- [Raw records]
**********

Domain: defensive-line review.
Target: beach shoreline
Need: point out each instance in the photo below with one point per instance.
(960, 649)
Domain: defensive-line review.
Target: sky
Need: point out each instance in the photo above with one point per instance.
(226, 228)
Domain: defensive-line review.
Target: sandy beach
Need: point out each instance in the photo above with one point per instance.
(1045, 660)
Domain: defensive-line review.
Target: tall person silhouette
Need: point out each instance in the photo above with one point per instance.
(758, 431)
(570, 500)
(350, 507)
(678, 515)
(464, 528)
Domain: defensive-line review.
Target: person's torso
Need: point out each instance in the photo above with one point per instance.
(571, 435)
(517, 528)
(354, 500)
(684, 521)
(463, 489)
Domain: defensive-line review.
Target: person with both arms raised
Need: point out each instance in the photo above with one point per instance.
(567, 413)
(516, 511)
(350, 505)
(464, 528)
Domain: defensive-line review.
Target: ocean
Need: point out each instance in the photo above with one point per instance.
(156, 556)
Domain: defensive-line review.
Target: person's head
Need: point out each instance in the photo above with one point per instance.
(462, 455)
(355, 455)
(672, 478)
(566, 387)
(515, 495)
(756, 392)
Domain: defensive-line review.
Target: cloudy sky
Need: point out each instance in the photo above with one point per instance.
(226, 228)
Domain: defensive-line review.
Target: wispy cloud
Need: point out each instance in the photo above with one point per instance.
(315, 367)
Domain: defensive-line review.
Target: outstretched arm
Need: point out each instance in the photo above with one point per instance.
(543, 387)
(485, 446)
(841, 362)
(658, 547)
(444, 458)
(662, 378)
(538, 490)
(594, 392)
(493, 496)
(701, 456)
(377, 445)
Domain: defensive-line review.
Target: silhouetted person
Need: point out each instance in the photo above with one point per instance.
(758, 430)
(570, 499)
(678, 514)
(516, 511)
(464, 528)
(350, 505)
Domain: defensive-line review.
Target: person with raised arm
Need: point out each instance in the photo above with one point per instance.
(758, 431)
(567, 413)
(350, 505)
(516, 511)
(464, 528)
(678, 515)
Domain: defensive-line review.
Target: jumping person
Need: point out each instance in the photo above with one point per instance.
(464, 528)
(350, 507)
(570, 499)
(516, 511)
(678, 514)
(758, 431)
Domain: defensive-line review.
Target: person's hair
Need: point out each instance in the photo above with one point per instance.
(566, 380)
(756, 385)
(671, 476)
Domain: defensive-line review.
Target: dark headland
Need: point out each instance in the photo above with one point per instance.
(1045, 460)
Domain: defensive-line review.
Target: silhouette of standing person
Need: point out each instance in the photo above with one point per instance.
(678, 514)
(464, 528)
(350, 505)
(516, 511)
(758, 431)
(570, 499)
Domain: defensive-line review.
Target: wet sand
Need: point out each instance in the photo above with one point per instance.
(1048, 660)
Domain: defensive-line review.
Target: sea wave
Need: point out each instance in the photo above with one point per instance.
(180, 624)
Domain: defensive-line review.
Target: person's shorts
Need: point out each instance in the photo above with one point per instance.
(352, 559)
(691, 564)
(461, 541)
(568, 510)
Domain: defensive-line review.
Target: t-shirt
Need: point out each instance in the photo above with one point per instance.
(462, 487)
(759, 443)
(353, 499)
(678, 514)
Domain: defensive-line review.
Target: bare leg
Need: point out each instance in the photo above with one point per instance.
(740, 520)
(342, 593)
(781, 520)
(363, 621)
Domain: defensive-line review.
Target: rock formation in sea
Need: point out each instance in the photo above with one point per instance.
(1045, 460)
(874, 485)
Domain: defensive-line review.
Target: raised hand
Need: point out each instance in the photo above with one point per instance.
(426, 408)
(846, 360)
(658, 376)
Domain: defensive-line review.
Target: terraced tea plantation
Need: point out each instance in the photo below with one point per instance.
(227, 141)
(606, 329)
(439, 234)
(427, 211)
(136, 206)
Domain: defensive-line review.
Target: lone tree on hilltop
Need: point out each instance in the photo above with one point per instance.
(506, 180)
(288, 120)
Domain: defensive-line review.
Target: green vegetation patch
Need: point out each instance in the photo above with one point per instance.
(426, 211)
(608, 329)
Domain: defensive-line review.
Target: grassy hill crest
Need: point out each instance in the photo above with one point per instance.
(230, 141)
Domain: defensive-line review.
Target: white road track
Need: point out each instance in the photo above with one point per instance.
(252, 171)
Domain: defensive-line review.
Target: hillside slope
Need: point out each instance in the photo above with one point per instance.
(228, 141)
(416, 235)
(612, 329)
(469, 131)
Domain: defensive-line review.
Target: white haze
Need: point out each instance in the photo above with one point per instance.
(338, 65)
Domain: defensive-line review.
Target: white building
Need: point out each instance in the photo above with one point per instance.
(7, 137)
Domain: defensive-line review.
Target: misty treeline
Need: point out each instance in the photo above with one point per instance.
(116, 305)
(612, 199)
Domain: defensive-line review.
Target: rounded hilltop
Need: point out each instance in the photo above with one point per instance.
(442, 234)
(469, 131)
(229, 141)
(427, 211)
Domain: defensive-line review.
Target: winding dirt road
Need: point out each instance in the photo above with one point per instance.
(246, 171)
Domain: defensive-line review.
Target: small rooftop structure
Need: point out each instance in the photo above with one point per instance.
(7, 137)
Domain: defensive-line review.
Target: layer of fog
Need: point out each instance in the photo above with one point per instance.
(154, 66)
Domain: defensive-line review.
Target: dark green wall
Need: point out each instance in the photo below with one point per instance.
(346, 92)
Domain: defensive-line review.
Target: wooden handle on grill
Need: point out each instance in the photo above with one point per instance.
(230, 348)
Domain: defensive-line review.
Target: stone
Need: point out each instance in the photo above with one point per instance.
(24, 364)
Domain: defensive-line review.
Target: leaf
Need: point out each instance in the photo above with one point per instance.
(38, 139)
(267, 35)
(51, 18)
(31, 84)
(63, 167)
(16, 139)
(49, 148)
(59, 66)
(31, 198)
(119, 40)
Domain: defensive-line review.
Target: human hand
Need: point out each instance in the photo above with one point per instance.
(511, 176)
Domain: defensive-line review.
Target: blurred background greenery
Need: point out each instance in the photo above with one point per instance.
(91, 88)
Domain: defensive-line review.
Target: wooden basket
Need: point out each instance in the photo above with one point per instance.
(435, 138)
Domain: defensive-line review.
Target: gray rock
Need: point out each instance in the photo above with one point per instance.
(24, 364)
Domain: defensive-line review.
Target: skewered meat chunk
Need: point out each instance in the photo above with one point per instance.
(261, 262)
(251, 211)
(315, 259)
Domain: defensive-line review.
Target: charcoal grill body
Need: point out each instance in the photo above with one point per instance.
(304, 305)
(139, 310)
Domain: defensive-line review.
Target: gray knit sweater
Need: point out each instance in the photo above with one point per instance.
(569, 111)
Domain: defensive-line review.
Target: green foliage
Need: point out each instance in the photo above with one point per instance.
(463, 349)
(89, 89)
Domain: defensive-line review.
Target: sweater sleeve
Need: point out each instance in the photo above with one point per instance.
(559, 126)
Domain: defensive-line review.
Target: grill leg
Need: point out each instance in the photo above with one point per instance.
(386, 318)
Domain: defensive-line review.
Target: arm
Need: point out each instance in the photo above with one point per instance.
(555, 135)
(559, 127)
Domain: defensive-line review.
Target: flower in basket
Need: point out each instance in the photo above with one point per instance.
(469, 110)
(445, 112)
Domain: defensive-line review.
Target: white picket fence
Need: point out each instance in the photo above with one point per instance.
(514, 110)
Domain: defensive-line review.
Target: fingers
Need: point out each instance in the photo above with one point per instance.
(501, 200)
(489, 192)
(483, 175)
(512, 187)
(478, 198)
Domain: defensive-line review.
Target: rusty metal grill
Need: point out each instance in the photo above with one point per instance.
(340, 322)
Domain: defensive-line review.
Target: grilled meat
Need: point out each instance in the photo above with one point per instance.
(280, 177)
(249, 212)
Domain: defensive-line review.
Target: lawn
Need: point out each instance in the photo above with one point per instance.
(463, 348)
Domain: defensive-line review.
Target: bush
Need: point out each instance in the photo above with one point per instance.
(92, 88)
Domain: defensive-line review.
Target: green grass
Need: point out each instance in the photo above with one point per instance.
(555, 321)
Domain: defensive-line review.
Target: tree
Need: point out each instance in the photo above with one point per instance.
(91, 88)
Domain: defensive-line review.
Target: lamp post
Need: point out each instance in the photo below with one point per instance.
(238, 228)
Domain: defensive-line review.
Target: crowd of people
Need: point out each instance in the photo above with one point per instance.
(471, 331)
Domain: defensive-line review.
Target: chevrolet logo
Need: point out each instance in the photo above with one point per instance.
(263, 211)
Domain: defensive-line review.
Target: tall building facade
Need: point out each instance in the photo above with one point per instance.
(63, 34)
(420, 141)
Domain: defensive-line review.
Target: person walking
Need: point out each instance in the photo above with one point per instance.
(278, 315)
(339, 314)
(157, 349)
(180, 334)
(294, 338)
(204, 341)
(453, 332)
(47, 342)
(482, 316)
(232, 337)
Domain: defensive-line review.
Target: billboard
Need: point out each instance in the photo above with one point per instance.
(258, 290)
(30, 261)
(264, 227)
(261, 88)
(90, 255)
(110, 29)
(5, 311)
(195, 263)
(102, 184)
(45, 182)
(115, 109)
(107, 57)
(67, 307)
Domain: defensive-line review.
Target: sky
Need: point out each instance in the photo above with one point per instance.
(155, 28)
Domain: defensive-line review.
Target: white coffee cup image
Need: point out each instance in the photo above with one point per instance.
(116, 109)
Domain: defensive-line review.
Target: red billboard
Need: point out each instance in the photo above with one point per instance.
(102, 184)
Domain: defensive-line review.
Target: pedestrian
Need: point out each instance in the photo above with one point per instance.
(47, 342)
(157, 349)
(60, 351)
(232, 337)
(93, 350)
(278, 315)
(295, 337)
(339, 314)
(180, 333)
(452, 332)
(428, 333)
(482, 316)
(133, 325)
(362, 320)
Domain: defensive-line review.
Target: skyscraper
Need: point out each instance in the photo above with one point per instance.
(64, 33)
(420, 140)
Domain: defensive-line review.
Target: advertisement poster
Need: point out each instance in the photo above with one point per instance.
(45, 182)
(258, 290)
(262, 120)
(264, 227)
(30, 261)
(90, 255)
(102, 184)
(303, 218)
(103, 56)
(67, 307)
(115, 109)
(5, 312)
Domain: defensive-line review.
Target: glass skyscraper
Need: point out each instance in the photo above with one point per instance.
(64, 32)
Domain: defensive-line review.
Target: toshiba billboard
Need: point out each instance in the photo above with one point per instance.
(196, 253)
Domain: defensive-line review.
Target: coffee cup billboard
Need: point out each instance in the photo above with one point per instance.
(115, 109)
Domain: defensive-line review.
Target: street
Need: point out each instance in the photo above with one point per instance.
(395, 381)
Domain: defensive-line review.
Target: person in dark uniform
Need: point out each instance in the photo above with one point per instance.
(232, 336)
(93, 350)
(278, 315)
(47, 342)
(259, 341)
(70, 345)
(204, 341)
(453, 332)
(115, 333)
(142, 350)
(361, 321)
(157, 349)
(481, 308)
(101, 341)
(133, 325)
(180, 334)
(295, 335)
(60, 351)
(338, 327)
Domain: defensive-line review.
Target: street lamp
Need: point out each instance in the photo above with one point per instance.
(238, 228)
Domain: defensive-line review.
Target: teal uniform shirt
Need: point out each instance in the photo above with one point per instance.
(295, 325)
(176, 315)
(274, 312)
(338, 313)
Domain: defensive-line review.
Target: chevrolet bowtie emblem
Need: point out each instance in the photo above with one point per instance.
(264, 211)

**********

- [Prompt]
Copy out the lines word for word, everything from the first line down to the line containing "(1045, 660)", both included.

- [The reply]
Domain: defensive-line review.
Target: beach shoreline
Need: point out each instance in the photo below with one point per instance.
(960, 649)
Domain: defensive-line review.
Target: sky
Need: point out each instance in the photo above with one point per instance.
(226, 228)
Domain: defensive-line review.
Target: sandy beach
Need: point out each instance in the photo above with one point per instance.
(1045, 660)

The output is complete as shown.